>>>>

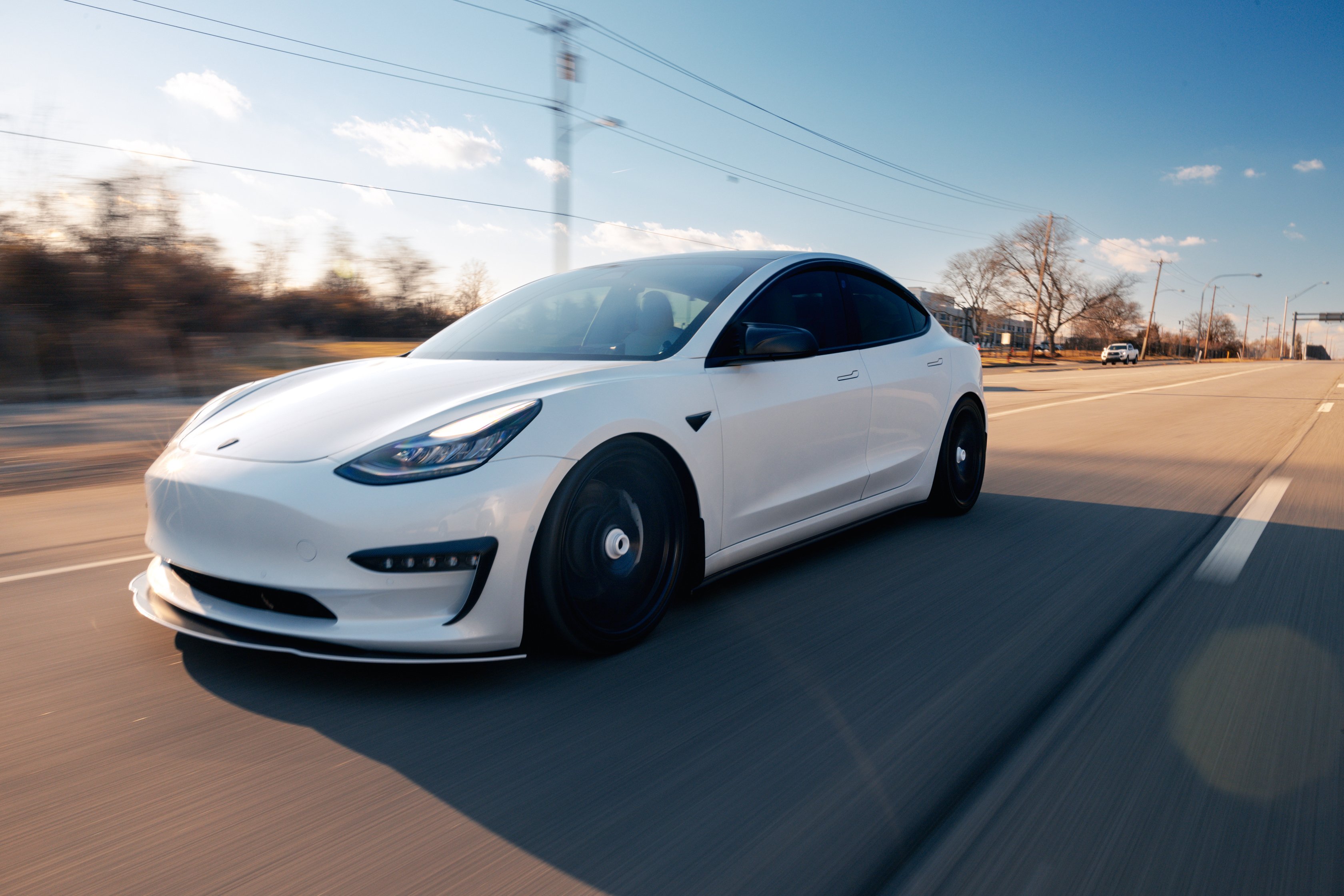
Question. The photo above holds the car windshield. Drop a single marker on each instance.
(642, 310)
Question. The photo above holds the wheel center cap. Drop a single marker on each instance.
(616, 544)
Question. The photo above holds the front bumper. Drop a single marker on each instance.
(166, 614)
(295, 526)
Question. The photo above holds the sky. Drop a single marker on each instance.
(1206, 134)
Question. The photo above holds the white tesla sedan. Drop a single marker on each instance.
(560, 462)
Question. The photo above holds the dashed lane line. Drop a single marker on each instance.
(1097, 398)
(1228, 558)
(73, 569)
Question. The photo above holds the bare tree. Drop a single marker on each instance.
(342, 274)
(475, 287)
(1222, 334)
(1035, 256)
(272, 273)
(975, 281)
(408, 274)
(1111, 320)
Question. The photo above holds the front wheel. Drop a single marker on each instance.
(962, 462)
(611, 550)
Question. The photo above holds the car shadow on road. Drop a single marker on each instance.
(795, 728)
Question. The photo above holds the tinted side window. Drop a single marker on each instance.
(881, 314)
(810, 300)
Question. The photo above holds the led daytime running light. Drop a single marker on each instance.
(456, 448)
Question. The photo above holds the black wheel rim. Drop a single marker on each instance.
(966, 454)
(616, 585)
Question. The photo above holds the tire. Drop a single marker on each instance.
(962, 461)
(588, 589)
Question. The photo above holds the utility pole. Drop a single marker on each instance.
(1281, 328)
(1209, 331)
(1041, 285)
(1143, 352)
(566, 74)
(1199, 324)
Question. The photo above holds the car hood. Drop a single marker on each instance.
(324, 410)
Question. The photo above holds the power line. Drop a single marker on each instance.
(750, 175)
(686, 72)
(347, 183)
(992, 203)
(330, 62)
(734, 171)
(344, 53)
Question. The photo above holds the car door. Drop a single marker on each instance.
(795, 432)
(904, 354)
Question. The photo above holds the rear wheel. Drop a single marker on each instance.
(962, 462)
(611, 550)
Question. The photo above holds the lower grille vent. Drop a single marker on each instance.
(254, 596)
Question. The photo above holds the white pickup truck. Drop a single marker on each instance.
(1120, 354)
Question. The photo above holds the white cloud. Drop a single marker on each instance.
(615, 237)
(1205, 174)
(1132, 256)
(135, 148)
(463, 228)
(550, 168)
(208, 90)
(217, 202)
(412, 143)
(372, 195)
(316, 218)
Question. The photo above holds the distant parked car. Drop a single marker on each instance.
(1120, 354)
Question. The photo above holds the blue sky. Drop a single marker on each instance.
(1139, 121)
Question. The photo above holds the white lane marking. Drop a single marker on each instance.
(1097, 398)
(74, 569)
(1228, 558)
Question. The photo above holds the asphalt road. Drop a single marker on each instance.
(1039, 698)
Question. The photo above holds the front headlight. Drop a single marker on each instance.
(458, 448)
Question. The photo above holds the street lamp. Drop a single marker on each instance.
(1284, 326)
(1199, 320)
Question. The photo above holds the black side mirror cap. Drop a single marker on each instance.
(769, 343)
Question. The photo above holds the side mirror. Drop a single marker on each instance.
(776, 342)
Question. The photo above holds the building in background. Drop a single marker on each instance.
(958, 322)
(945, 311)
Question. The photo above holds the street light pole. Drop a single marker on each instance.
(1041, 285)
(1284, 326)
(1209, 331)
(1210, 310)
(1143, 352)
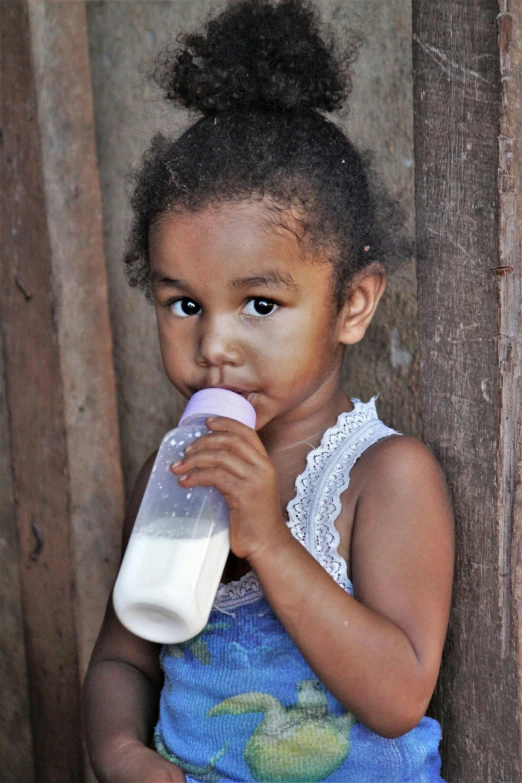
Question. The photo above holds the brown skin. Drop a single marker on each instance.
(378, 652)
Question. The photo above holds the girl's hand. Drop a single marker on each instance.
(135, 763)
(232, 458)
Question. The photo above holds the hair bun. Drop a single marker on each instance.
(258, 53)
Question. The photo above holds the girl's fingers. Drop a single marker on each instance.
(222, 459)
(224, 441)
(223, 424)
(221, 479)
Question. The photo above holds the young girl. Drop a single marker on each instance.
(263, 244)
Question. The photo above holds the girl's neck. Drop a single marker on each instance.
(307, 424)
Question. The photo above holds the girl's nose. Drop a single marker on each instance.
(218, 346)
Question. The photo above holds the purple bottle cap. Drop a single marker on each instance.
(220, 402)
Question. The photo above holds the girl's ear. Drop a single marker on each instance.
(365, 292)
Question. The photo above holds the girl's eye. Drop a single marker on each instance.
(184, 307)
(258, 305)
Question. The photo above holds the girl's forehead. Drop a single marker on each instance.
(233, 238)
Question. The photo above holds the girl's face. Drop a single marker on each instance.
(237, 307)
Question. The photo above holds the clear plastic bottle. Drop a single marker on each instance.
(178, 548)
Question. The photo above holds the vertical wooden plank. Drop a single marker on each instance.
(35, 402)
(509, 275)
(469, 342)
(61, 387)
(80, 298)
(16, 742)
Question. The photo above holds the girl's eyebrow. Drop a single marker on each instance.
(271, 279)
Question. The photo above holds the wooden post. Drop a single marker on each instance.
(58, 353)
(467, 130)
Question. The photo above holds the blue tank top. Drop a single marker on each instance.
(240, 703)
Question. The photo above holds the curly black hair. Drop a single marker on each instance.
(262, 73)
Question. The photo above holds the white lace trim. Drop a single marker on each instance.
(316, 505)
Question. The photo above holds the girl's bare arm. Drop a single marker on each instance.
(379, 652)
(121, 692)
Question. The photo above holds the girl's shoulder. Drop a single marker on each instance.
(396, 461)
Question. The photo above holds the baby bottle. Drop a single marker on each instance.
(178, 548)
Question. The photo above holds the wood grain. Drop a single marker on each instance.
(469, 330)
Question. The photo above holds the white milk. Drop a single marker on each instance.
(166, 586)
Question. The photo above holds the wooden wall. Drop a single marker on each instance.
(85, 401)
(468, 126)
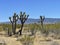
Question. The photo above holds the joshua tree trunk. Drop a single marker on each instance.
(21, 29)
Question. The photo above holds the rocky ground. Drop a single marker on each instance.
(39, 40)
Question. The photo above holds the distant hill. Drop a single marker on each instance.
(46, 21)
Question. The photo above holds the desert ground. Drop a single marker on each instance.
(39, 39)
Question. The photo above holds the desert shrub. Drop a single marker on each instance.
(55, 43)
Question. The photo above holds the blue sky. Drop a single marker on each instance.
(35, 8)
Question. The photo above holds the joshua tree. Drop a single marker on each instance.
(13, 21)
(41, 20)
(23, 17)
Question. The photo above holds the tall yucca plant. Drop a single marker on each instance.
(41, 20)
(23, 17)
(13, 20)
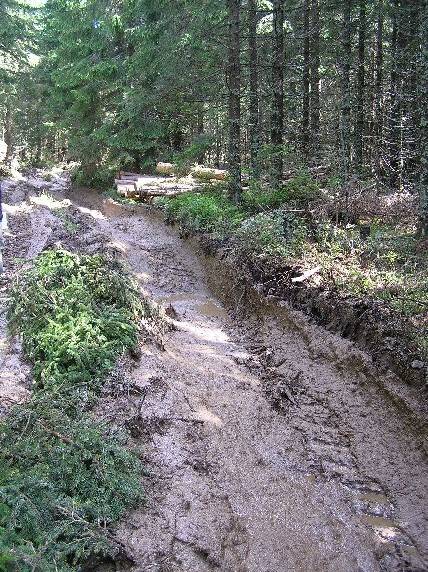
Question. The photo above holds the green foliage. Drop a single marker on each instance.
(76, 315)
(192, 153)
(298, 191)
(64, 478)
(271, 236)
(207, 212)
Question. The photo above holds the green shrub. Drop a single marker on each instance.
(207, 212)
(76, 315)
(63, 478)
(300, 191)
(62, 482)
(272, 236)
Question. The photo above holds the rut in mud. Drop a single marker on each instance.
(270, 445)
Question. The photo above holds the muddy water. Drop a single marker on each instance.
(332, 478)
(270, 444)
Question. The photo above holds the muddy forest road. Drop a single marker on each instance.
(271, 445)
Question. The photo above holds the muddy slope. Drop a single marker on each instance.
(268, 444)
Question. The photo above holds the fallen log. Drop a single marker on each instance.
(207, 173)
(126, 190)
(128, 175)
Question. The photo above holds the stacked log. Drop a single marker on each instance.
(207, 174)
(135, 185)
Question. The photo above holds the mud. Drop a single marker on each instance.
(271, 444)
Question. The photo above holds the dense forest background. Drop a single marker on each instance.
(336, 87)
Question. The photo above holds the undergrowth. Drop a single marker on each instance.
(65, 478)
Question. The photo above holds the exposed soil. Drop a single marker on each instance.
(271, 444)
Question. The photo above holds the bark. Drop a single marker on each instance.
(378, 111)
(234, 103)
(277, 115)
(360, 116)
(395, 97)
(254, 124)
(306, 141)
(315, 79)
(8, 136)
(345, 113)
(423, 82)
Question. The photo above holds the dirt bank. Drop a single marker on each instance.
(269, 445)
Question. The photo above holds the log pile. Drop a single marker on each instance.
(144, 187)
(136, 186)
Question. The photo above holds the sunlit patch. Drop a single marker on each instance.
(208, 416)
(97, 215)
(215, 335)
(50, 202)
(22, 208)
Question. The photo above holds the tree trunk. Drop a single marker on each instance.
(315, 78)
(395, 97)
(277, 116)
(234, 107)
(360, 118)
(378, 111)
(254, 125)
(8, 136)
(306, 141)
(345, 113)
(423, 82)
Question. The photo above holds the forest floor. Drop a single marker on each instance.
(270, 443)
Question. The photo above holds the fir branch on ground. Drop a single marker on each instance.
(63, 478)
(275, 228)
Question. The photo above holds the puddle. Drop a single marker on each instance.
(211, 310)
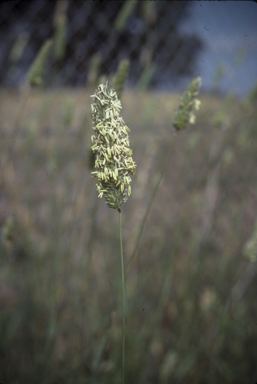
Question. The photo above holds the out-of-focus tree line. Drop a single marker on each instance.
(97, 33)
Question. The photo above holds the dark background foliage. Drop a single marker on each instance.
(148, 36)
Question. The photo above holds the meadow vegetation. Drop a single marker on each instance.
(191, 288)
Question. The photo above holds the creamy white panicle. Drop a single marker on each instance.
(110, 144)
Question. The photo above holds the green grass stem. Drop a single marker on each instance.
(162, 169)
(123, 300)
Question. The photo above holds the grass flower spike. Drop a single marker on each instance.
(188, 102)
(110, 143)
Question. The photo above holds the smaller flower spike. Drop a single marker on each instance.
(188, 102)
(110, 143)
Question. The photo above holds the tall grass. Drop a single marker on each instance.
(190, 318)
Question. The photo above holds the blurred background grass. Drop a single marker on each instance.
(191, 287)
(191, 293)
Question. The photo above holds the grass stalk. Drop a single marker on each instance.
(162, 169)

<<<<

> **About this exercise**
Reproduce only the lines between the line containing "Question. The photo above holds the blurred" and the last line of the records, those two lines included, exactly.

> **The answer**
Question. The photo above holds the blurred background grass. Drop a single marker on each instance.
(191, 287)
(191, 293)
Question. The photo above holds the grass stalk. Drop a single marker on each instance.
(162, 169)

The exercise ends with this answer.